Brief> Instruction for the entries below: return the part that opens with the line containing "In this exercise you will indicate the window reflection" and closes with the line containing "In this exercise you will indicate the flower", exactly, and no pictures.

Source data>
· · · · ·

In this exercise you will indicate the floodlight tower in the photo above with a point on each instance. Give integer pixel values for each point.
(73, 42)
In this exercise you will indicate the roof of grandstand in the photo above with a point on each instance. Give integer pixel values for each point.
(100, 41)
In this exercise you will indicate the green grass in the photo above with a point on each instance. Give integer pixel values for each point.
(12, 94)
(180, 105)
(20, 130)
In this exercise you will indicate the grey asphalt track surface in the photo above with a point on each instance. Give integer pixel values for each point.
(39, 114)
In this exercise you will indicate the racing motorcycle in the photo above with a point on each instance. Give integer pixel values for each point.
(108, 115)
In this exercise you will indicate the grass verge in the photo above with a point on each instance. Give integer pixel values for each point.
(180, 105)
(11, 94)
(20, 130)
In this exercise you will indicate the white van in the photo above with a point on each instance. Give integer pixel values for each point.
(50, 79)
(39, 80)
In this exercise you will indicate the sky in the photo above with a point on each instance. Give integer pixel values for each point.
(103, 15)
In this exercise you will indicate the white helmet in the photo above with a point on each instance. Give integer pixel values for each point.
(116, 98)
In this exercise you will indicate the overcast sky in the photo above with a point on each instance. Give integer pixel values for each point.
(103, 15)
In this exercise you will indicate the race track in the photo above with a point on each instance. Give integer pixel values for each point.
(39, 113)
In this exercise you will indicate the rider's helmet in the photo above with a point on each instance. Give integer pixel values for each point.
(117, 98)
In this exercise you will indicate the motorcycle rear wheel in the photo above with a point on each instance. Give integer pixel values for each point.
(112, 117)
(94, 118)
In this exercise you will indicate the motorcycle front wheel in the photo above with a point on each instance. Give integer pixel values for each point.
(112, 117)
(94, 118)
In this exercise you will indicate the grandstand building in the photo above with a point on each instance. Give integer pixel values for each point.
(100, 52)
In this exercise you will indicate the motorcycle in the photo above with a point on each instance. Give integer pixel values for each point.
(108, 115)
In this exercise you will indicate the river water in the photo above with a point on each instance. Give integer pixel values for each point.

· · · · ·

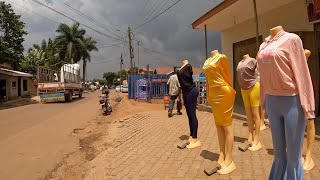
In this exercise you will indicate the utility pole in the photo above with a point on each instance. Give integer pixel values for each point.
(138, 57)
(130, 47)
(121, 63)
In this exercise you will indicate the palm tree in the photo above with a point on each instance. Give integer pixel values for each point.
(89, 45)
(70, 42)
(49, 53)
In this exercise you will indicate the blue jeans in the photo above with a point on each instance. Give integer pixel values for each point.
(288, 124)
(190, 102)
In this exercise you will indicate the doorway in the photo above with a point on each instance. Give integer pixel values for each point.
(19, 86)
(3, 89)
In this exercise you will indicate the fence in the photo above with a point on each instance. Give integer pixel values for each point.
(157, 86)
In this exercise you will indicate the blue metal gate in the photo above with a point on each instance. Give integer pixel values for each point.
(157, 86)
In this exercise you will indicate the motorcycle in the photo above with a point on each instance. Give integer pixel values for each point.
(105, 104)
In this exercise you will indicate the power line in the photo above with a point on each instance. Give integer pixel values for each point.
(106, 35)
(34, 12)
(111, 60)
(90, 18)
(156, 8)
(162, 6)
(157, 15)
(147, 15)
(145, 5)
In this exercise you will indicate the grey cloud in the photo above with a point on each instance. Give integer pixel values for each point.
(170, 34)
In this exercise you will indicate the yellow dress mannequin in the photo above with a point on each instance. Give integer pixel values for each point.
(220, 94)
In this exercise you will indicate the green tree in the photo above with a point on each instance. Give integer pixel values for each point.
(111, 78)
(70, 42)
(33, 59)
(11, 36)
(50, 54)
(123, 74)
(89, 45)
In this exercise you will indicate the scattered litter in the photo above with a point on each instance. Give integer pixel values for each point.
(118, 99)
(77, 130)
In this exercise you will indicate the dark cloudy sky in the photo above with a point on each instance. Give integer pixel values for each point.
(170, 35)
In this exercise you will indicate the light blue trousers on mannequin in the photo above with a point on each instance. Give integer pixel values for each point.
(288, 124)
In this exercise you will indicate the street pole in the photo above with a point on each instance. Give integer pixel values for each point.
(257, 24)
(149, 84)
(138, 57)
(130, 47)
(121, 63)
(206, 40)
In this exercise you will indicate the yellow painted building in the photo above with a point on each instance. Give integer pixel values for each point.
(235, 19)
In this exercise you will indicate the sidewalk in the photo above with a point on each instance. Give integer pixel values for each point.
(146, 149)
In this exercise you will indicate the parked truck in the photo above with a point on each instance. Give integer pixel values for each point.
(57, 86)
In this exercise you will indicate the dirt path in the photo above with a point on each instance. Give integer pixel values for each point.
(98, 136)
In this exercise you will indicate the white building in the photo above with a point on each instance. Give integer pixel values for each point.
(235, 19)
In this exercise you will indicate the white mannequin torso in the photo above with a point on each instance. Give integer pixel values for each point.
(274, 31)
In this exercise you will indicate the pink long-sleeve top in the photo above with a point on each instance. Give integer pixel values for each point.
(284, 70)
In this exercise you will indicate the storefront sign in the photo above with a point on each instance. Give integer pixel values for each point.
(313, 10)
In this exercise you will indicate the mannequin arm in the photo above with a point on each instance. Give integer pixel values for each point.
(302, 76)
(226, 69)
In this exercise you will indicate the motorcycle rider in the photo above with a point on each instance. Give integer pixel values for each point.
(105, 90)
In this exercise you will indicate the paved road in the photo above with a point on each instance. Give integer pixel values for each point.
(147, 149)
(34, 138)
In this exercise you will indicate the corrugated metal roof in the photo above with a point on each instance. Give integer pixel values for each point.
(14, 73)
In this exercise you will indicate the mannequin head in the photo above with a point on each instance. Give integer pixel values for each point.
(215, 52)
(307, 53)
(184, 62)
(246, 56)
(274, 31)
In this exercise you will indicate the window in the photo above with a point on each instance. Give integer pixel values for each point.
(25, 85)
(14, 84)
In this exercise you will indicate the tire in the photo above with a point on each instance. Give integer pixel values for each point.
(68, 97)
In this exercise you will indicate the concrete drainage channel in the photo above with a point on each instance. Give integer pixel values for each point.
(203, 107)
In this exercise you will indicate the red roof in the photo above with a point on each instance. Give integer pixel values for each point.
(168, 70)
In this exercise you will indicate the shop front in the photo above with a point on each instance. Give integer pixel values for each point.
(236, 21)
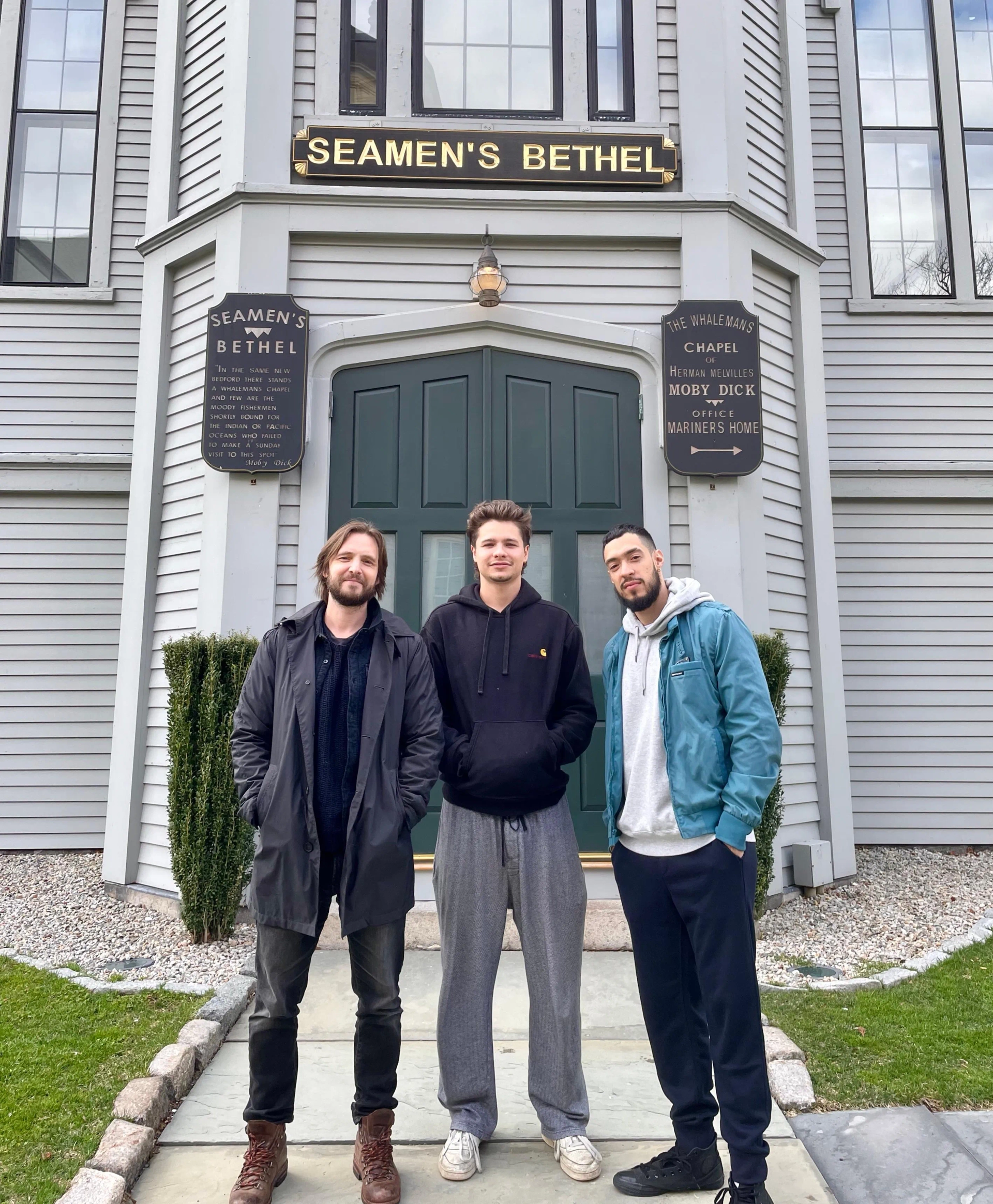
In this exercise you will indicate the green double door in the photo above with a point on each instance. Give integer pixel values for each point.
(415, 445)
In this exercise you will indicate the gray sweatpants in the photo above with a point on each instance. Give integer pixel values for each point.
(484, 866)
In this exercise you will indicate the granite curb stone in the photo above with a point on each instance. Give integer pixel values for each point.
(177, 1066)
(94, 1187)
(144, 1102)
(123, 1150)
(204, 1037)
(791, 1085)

· · · · ·

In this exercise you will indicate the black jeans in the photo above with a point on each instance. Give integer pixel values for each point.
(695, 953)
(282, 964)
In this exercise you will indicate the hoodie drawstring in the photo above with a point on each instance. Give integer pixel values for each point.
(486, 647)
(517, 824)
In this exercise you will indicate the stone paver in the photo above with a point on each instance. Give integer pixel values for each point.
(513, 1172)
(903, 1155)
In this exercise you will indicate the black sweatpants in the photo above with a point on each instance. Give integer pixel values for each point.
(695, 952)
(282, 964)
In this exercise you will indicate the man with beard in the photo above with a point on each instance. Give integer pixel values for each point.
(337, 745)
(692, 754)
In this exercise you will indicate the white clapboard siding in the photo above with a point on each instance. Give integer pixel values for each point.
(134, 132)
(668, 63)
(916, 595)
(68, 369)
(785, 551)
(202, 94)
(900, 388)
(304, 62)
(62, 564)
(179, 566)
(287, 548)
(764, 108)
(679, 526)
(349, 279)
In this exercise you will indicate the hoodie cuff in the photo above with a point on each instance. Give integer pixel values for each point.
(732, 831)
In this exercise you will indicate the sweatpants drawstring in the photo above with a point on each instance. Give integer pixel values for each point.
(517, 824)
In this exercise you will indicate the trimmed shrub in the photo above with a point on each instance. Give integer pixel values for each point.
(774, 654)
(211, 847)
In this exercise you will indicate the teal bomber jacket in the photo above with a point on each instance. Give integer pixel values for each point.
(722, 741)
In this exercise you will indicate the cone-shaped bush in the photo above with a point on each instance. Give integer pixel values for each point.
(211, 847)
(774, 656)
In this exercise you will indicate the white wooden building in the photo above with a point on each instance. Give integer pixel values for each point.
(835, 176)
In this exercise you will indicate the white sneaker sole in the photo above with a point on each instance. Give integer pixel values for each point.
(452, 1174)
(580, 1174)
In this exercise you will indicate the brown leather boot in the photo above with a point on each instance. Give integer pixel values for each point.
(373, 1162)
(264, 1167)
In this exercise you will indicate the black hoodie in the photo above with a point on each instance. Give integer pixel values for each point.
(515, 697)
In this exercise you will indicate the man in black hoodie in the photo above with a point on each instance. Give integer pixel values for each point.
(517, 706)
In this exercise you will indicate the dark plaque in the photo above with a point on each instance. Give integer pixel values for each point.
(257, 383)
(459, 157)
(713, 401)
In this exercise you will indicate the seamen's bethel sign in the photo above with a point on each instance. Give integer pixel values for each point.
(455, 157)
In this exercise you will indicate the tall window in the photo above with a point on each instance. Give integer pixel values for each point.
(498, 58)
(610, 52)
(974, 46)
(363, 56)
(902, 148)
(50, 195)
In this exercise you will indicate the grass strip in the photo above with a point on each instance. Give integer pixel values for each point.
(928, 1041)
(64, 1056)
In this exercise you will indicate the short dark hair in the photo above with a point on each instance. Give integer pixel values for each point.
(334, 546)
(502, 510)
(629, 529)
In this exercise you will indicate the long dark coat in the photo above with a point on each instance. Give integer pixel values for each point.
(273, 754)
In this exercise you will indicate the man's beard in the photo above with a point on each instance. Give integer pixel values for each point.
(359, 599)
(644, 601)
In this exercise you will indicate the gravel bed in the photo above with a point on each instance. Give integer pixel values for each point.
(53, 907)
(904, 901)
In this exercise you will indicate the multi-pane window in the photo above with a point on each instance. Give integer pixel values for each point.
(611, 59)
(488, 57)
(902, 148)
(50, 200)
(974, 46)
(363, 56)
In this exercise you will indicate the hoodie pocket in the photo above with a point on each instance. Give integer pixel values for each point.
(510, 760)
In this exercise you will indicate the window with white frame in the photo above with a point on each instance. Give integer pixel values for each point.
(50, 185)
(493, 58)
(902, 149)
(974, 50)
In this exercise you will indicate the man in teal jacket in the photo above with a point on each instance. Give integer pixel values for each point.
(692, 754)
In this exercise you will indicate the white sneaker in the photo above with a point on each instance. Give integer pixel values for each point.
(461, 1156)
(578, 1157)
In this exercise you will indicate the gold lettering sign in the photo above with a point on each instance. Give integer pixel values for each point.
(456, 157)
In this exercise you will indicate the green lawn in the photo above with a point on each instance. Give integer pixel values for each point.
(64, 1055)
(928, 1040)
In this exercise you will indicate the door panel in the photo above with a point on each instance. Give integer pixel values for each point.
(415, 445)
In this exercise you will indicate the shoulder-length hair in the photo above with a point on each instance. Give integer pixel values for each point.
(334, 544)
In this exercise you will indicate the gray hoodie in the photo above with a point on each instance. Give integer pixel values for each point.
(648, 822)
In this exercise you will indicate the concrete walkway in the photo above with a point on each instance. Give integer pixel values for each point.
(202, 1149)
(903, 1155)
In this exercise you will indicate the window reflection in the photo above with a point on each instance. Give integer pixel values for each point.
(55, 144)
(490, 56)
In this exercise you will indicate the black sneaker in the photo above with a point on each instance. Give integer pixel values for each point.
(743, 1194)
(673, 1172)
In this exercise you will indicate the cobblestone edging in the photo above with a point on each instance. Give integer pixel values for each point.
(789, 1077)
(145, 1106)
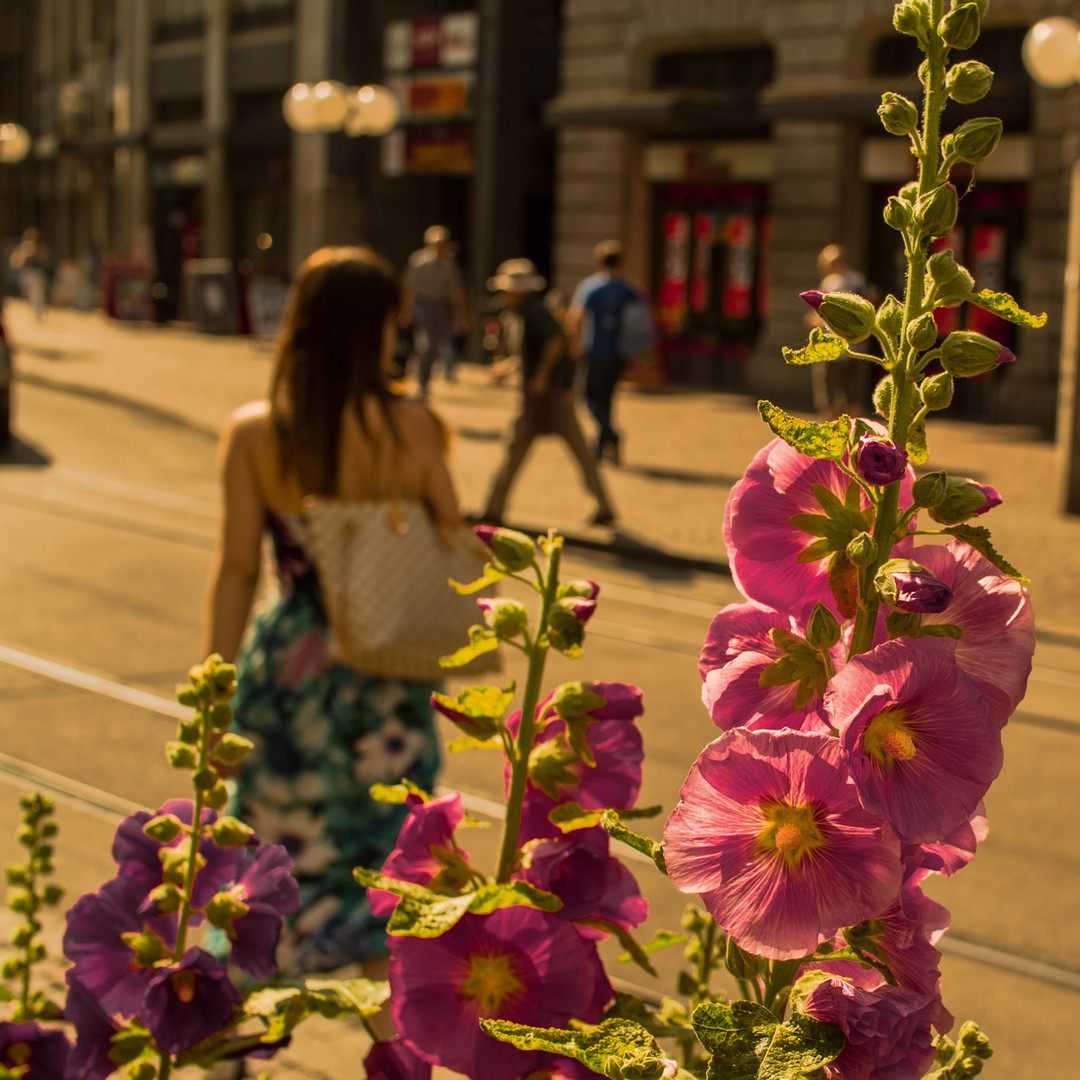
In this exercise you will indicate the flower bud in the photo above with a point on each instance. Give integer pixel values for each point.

· · · · ·

Solution for this exercise>
In this exercise you will indicate the window reflection in the photo above with a point on each instance. Give integer pixel values for each point.
(55, 144)
(490, 56)
In this exercise you will indicate the black sneaker in the photo above with a point on each instance. Give integer pixel values for each point.
(743, 1194)
(673, 1172)
In this exercise you will indicate the cobblestone edging in the photo above with a point on each instance. Give integer pixel values for each point.
(789, 1077)
(145, 1106)
In this exercise you will indicate the flower bud in the photo above with a point on each instance. Give integer pixel values for each point.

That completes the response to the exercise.